* Begin Extracted text *

This implementation uses the statsmodels library. For detailed documentation, see the GEE class reference and the GEE user guide.

The function supports multiple distribution families (Gaussian, Binomial, Poisson, Gamma) and working correlation structures:

  • Exchangeable: Assumes constant correlation between all pairs of observations within a cluster
  • AR(1): First-order autoregressive structure, appropriate for equally-spaced longitudinal data
  • Independence: Assumes no within-cluster correlation (equivalent to GLM with robust standard errors)
  • Unstructured: Estimates a separate correlation for each pair of observations

GEE uses an iterative algorithm that alternates between estimating regression coefficients (using weighted least squares) and updating the working correlation structure. A key advantage is that parameter estimates remain consistent even if the working correlation structure is misspecified, though efficiency improves with a correctly specified structure. The function returns robust “sandwich” standard errors following Liang and Zeger (1986), which provide valid inference regardless of the true correlation structure.

* End Extracted text *
* Begin Data excerpts *

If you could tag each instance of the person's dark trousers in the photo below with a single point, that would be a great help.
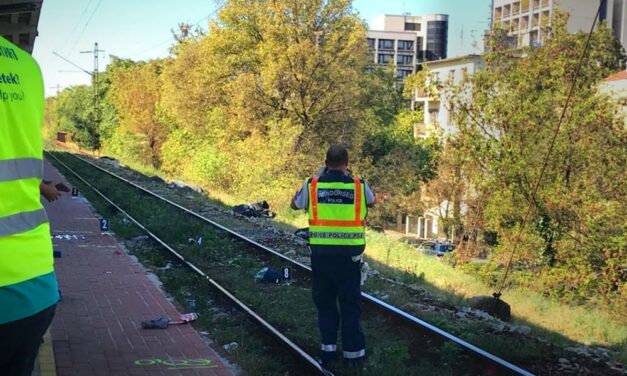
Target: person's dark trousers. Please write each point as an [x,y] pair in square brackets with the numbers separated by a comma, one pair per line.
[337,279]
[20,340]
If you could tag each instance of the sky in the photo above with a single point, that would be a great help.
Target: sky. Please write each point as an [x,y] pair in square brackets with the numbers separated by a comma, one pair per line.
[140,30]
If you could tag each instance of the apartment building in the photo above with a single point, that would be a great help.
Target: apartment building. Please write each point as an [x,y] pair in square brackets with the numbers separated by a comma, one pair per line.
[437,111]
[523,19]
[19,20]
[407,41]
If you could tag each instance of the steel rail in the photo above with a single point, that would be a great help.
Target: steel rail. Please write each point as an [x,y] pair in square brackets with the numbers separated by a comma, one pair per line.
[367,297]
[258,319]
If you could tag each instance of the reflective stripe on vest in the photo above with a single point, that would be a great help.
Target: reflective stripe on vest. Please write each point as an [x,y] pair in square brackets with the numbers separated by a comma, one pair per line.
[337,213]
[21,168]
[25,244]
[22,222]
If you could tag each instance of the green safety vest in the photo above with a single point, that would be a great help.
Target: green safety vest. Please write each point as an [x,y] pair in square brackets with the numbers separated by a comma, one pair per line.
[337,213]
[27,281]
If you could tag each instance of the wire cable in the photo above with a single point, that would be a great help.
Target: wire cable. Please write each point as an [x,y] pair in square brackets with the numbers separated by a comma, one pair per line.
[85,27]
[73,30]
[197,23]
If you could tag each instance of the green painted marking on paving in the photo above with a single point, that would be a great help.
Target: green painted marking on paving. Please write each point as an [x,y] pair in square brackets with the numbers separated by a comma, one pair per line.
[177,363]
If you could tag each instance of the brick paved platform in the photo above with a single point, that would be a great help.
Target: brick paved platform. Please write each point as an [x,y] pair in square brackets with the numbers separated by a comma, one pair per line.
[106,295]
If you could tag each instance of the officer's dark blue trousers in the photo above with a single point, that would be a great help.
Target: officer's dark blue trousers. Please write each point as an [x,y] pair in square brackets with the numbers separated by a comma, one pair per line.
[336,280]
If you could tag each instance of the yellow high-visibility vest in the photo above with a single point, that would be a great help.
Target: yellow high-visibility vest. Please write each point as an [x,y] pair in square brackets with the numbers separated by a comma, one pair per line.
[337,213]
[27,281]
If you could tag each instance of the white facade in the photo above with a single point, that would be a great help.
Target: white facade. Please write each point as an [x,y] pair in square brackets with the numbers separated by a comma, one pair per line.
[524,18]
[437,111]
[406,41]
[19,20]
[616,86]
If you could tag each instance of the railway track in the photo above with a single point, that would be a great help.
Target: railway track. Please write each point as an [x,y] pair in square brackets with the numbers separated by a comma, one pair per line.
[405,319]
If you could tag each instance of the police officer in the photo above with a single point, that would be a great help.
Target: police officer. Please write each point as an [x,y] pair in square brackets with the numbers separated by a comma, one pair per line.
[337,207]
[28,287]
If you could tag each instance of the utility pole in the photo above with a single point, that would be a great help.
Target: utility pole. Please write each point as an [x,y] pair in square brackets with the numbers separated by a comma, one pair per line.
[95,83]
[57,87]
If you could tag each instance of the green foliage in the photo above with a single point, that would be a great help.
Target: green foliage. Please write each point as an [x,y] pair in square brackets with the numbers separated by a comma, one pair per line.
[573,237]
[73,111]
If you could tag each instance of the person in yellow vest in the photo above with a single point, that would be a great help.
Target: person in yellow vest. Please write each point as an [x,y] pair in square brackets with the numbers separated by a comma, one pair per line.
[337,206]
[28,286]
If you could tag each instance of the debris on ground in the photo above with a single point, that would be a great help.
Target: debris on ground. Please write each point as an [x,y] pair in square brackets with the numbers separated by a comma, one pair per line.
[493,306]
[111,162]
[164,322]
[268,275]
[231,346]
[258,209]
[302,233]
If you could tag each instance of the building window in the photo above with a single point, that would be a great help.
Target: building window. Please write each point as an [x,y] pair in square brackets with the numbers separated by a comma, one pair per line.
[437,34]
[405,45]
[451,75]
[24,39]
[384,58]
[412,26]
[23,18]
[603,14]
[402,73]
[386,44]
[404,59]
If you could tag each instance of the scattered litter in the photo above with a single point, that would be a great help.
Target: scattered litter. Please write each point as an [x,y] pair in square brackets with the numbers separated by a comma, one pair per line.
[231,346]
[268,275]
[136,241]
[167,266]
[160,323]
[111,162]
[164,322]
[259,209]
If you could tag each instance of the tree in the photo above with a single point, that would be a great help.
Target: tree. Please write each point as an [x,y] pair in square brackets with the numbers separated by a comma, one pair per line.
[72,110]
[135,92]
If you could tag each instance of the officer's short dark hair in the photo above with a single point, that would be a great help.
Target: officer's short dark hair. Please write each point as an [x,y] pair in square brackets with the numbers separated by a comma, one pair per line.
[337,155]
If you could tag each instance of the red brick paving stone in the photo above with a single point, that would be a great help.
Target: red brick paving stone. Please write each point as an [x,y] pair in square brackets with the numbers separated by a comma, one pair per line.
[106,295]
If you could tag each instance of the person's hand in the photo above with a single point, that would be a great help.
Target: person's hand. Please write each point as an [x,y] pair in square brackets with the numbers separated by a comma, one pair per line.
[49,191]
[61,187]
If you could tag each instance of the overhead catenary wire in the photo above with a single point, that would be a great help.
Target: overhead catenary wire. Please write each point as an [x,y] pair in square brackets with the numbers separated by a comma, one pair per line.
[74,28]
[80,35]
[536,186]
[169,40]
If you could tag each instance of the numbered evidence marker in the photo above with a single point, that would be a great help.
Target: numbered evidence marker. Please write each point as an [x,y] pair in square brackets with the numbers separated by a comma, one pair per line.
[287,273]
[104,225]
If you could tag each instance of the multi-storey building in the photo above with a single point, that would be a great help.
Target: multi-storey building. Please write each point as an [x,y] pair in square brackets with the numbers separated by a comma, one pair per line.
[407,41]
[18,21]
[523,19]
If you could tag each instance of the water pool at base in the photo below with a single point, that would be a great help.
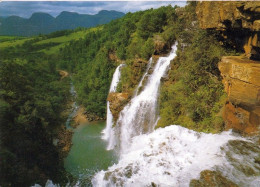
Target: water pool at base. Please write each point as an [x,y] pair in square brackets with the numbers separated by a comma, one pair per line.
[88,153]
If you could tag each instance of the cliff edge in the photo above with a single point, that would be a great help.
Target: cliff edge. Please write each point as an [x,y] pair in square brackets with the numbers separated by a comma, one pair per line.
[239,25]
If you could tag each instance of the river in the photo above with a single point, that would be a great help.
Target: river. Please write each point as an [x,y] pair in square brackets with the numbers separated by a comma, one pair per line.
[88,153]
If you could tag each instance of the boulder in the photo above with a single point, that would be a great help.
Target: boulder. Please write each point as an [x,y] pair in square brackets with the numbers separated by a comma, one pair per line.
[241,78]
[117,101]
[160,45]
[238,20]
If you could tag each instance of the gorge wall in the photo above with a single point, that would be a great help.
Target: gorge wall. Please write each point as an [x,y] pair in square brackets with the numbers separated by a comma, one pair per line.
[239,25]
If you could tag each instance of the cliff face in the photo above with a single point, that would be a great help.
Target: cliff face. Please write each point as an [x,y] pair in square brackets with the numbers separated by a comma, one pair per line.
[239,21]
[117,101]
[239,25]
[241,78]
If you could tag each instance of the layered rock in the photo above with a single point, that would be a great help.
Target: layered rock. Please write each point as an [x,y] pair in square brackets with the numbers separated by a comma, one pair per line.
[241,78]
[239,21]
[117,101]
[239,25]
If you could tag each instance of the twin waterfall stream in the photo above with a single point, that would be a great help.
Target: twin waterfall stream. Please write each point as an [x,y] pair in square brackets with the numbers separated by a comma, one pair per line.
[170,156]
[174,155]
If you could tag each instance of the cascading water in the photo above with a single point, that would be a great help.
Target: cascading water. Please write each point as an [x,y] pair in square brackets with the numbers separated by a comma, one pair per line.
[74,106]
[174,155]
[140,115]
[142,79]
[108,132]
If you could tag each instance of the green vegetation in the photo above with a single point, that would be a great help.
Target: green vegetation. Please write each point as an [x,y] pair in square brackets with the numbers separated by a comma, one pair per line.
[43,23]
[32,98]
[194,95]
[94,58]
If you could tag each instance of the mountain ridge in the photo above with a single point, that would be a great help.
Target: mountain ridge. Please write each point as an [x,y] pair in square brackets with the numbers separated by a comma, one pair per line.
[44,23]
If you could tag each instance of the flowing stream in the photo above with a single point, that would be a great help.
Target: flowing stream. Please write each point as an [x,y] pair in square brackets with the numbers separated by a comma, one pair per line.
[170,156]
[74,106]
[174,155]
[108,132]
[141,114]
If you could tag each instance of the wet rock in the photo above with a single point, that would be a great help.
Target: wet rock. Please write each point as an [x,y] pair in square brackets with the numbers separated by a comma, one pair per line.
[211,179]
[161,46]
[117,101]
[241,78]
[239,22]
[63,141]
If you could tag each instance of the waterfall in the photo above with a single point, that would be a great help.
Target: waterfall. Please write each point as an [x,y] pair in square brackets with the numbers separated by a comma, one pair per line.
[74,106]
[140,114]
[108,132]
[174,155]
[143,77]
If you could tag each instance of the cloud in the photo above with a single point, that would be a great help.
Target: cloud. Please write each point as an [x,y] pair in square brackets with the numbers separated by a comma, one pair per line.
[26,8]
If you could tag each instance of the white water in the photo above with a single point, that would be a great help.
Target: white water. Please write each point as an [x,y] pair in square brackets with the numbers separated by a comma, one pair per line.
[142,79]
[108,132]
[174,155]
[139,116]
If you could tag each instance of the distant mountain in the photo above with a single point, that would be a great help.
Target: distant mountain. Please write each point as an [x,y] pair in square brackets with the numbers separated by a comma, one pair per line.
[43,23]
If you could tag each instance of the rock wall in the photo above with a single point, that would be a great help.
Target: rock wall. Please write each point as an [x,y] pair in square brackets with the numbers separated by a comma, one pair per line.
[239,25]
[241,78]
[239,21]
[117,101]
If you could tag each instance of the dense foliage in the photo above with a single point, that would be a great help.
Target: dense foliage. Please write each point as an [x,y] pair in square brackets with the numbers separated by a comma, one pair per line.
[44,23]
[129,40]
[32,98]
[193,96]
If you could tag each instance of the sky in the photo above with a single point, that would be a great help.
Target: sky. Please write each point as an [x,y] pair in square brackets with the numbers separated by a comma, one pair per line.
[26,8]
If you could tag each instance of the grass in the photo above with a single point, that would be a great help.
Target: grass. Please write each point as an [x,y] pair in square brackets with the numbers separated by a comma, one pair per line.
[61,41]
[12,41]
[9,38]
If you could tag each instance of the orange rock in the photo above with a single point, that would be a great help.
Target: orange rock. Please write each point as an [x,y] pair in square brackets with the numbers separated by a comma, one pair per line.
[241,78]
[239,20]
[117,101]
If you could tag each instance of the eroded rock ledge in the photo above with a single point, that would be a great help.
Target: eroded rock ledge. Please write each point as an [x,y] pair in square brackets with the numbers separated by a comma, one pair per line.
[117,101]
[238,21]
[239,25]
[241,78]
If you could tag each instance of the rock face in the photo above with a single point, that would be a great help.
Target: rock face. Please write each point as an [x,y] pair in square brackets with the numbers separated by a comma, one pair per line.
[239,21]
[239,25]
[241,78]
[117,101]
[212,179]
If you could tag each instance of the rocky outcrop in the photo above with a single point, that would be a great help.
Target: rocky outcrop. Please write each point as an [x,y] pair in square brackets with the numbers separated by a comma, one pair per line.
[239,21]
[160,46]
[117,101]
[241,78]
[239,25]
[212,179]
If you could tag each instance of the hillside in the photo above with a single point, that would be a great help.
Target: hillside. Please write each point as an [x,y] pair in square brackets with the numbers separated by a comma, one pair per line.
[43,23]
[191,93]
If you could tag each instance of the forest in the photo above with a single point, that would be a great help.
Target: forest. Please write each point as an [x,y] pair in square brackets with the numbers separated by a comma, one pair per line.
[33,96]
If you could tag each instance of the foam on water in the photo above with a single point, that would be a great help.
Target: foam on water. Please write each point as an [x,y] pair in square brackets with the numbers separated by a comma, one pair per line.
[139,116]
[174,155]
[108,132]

* End Data excerpts *

Work instructions -
- 1) Extract from the GEE text the part that opens with the words containing "GEE uses an" and closes with "true correlation structure.", copying it word for word.
- 2) Decide whether each statement agrees with the GEE text, answering yes or no and quoting the words of the text that settle it: (a) the Independence structure is equivalent to GLM with robust standard errors; (b) parameter estimates become inconsistent when the working correlation structure is misspecified; (c) the AR(1) structure suits unequally spaced longitudinal data.
The entries have no role in this work.

The replies -
- 1)
GEE uses an iterative algorithm that alternates between estimating regression coefficients (using weighted least squares) and updating the working correlation structure. A key advantage is that parameter estimates remain consistent even if the working correlation structure is misspecified, though efficiency improves with a correctly specified structure. The function returns robust “sandwich” standard errors following Liang and Zeger (1986), which provide valid inference regardless of the true correlation structure.

- 2)
(a) Yes: "Assumes no within-cluster correlation (equivalent to GLM with robust standard errors)"
(b) No: "parameter estimates remain consistent even if the working correlation structure is misspecified"
(c) No: "appropriate for equally-spaced longitudinal data"